(Work to be completed): Retype the material word for word.

:: Data for the task ::

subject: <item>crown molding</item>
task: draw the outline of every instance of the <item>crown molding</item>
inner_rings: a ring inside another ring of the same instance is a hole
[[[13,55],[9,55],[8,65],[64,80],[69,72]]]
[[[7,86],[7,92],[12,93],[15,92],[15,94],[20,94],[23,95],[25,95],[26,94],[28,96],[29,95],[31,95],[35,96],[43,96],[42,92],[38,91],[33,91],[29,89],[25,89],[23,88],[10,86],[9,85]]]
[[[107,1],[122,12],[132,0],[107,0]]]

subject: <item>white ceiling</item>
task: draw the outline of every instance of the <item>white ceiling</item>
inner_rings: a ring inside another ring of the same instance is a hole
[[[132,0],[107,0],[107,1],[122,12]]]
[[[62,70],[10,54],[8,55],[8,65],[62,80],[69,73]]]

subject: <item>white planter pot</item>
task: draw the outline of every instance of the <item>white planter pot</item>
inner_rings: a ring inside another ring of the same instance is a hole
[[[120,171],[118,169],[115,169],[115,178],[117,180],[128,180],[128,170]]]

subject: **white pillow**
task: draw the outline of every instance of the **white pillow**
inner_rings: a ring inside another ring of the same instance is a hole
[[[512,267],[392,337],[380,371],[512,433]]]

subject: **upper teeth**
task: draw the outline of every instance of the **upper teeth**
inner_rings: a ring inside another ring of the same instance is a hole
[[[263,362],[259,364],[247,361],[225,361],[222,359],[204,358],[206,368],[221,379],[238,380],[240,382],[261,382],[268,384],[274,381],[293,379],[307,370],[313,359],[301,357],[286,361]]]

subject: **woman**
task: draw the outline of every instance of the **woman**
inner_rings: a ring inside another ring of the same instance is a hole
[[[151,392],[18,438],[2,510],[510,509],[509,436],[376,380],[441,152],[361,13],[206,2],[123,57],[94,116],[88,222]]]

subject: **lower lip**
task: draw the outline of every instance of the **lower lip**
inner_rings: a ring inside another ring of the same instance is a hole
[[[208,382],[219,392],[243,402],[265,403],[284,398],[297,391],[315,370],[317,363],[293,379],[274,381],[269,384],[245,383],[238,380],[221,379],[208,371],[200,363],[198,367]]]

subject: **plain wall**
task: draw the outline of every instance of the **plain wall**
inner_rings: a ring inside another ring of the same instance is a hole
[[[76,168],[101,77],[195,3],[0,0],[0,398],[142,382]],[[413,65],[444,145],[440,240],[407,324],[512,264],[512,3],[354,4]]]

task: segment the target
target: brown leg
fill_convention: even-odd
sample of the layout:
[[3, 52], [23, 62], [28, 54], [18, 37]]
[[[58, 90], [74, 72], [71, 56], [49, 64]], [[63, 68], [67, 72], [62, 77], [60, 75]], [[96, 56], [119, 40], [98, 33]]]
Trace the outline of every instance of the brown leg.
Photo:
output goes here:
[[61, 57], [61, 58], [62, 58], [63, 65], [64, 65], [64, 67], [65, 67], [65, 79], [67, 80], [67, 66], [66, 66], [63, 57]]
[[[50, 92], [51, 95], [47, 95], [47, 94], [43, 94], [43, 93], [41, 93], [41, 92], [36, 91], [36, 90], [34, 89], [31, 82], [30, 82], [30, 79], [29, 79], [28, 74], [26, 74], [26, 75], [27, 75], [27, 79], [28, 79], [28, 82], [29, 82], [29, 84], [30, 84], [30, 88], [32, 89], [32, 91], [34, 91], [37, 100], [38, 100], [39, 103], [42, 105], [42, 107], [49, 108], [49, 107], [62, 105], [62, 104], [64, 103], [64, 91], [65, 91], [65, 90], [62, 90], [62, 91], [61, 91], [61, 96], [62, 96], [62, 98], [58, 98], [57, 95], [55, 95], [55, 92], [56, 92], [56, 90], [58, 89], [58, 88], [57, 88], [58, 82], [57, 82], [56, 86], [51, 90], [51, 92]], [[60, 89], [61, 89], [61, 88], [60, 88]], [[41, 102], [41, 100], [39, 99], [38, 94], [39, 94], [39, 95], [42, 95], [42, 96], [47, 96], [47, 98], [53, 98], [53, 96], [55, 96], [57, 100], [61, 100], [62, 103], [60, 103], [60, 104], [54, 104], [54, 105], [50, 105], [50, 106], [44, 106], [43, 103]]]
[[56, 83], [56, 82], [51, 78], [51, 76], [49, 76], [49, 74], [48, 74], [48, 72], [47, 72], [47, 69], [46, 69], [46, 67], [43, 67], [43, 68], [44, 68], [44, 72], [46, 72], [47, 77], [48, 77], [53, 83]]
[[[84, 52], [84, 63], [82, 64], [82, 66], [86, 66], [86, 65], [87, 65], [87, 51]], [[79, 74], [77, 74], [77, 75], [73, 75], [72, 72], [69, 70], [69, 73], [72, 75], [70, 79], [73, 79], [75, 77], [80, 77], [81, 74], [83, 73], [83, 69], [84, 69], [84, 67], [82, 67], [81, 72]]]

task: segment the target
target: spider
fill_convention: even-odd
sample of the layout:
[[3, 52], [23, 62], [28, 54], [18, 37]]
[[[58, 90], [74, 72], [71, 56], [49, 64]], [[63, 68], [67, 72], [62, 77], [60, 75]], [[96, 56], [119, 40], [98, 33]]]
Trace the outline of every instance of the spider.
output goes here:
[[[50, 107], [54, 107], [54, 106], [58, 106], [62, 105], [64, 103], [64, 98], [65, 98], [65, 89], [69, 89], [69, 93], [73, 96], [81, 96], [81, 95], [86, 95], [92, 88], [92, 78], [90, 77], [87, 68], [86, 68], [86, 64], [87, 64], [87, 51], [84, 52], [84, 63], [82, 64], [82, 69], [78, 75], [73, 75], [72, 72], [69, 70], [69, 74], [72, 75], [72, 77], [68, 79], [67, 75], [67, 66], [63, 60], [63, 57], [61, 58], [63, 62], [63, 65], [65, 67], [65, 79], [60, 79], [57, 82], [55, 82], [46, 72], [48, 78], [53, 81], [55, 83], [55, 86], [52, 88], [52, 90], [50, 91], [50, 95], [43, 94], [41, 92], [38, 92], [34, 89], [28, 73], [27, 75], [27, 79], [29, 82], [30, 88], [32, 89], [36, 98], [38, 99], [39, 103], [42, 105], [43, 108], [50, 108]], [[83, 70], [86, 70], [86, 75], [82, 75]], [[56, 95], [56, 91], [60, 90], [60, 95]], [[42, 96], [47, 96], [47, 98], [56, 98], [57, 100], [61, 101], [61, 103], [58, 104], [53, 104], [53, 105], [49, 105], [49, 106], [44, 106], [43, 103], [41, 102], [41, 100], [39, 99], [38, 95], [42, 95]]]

:::

(Full answer):
subject: <item>crown molding</item>
task: draw the outline of every instance of the <item>crown molding</item>
inner_rings: a ring inside another ring of the same instance is a hole
[[[13,55],[9,55],[8,65],[64,80],[69,72]]]
[[[7,86],[7,92],[12,93],[15,92],[15,94],[20,94],[23,95],[25,95],[26,94],[28,96],[29,95],[31,95],[35,96],[43,96],[42,92],[38,91],[33,91],[29,89],[25,89],[23,88],[10,86],[9,85]]]
[[[107,1],[122,12],[132,0],[107,0]]]

subject: <item>white ceiling</item>
task: draw the outline of every instance of the <item>white ceiling</item>
inner_rings: a ring inside another ring of the same instance is a hole
[[[132,0],[107,0],[107,1],[122,12]]]
[[[62,70],[10,54],[8,55],[8,65],[62,80],[69,73]]]

subject: <item>white planter pot</item>
task: draw the outline of every instance of the <item>white planter pot</item>
inner_rings: a ring inside another ring of the same instance is a hole
[[[120,171],[118,169],[115,169],[115,178],[117,180],[128,180],[128,170]]]

subject: **white pillow**
task: draw the outline of every instance of the **white pillow**
inner_rings: a ring inside another ring of the same instance is a hole
[[[512,267],[392,337],[380,371],[512,433]]]

subject: **upper teeth**
task: draw the outline of every instance of the **upper teeth**
inner_rings: a ring inside another ring of the same instance is a hole
[[[263,362],[259,364],[247,361],[225,361],[222,359],[204,358],[206,368],[221,379],[238,380],[240,382],[261,382],[268,384],[274,381],[293,379],[307,370],[313,359],[301,357],[286,361]]]

subject: **woman**
task: draw the outline of every instance of the **woman**
inner_rings: a ring inside another ring of the same instance is a hole
[[[151,392],[18,438],[2,510],[510,509],[509,436],[376,380],[441,152],[361,13],[206,2],[123,57],[94,116],[88,222]]]

subject: **lower lip**
task: draw the outline of every instance of the **lower lip**
inner_rings: a ring inside another ring of the same instance is a hole
[[[208,382],[219,392],[243,402],[265,403],[284,398],[297,391],[315,370],[317,363],[293,379],[274,381],[269,384],[245,383],[238,380],[221,379],[208,371],[200,363],[198,367]]]

subject: **plain wall**
task: draw the outline of every instance of the **plain wall**
inner_rings: a ring inside another ring of the same instance is a hole
[[[76,168],[101,77],[195,3],[0,0],[0,398],[142,382]],[[413,65],[444,145],[440,240],[407,324],[512,264],[512,3],[354,4]]]

task: segment the target
target: brown leg
fill_convention: even-odd
sample of the layout:
[[3, 52], [23, 62], [28, 54], [18, 37]]
[[[58, 90], [74, 72], [71, 56], [49, 64]], [[63, 68], [67, 72], [62, 77], [60, 75]], [[96, 56], [119, 40], [98, 33]]]
Trace the outline of every instance of the brown leg.
Photo:
output goes here:
[[61, 57], [61, 58], [62, 58], [63, 65], [64, 65], [64, 67], [65, 67], [65, 79], [67, 80], [67, 66], [66, 66], [63, 57]]
[[[50, 92], [51, 95], [47, 95], [47, 94], [43, 94], [43, 93], [41, 93], [41, 92], [36, 91], [36, 90], [34, 89], [31, 82], [30, 82], [30, 79], [29, 79], [28, 74], [26, 74], [26, 75], [27, 75], [27, 79], [28, 79], [28, 82], [29, 82], [29, 84], [30, 84], [30, 88], [32, 89], [32, 91], [34, 91], [37, 100], [38, 100], [39, 103], [42, 105], [42, 107], [49, 108], [49, 107], [62, 105], [62, 104], [64, 103], [64, 91], [65, 91], [65, 90], [62, 90], [62, 91], [61, 91], [61, 96], [62, 96], [62, 98], [58, 98], [57, 95], [55, 95], [55, 92], [56, 92], [56, 90], [58, 89], [58, 88], [57, 88], [58, 82], [57, 82], [56, 86], [51, 90], [51, 92]], [[60, 89], [61, 89], [61, 88], [60, 88]], [[41, 102], [41, 100], [39, 99], [38, 94], [39, 94], [39, 95], [42, 95], [42, 96], [47, 96], [47, 98], [53, 98], [53, 96], [55, 96], [57, 100], [61, 100], [62, 103], [60, 103], [60, 104], [54, 104], [54, 105], [50, 105], [50, 106], [44, 106], [43, 103]]]
[[56, 83], [56, 82], [51, 78], [51, 76], [49, 76], [49, 74], [48, 74], [48, 72], [47, 72], [47, 69], [46, 69], [46, 67], [43, 67], [43, 68], [44, 68], [44, 72], [46, 72], [47, 77], [48, 77], [53, 83]]
[[[84, 52], [84, 63], [82, 64], [82, 66], [86, 66], [86, 65], [87, 65], [87, 51]], [[79, 74], [77, 74], [77, 75], [73, 75], [72, 72], [69, 70], [69, 73], [72, 75], [70, 79], [73, 79], [75, 77], [80, 77], [81, 74], [83, 73], [83, 69], [84, 69], [84, 67], [82, 67], [81, 72]]]

task: segment the target
target: spider
fill_convention: even-odd
sample of the layout:
[[3, 52], [23, 62], [28, 54], [18, 37]]
[[[58, 90], [74, 72], [71, 56], [49, 64]], [[63, 68], [67, 72], [62, 77], [60, 75]], [[96, 56], [119, 40], [98, 33]]]
Trace the outline of every instance of the spider.
output goes here:
[[[50, 107], [54, 107], [54, 106], [58, 106], [62, 105], [64, 103], [64, 98], [65, 98], [65, 89], [69, 89], [69, 93], [73, 96], [81, 96], [81, 95], [86, 95], [92, 88], [92, 78], [90, 77], [87, 68], [86, 68], [86, 64], [87, 64], [87, 51], [84, 52], [84, 63], [82, 64], [82, 69], [78, 75], [73, 75], [72, 72], [69, 70], [69, 74], [72, 75], [72, 77], [68, 79], [67, 75], [67, 66], [63, 60], [63, 57], [61, 58], [63, 62], [63, 65], [65, 67], [65, 79], [60, 79], [57, 82], [55, 82], [46, 72], [48, 78], [53, 81], [55, 83], [55, 86], [52, 88], [52, 90], [50, 91], [50, 95], [43, 94], [41, 92], [38, 92], [34, 89], [28, 73], [27, 75], [27, 79], [29, 82], [30, 88], [32, 89], [36, 98], [38, 99], [39, 103], [42, 105], [43, 108], [50, 108]], [[83, 70], [86, 70], [86, 75], [82, 75]], [[56, 95], [56, 91], [60, 90], [60, 95]], [[42, 96], [47, 96], [47, 98], [56, 98], [57, 100], [61, 101], [61, 103], [58, 104], [53, 104], [53, 105], [49, 105], [49, 106], [44, 106], [43, 103], [41, 102], [41, 100], [39, 99], [38, 95], [42, 95]]]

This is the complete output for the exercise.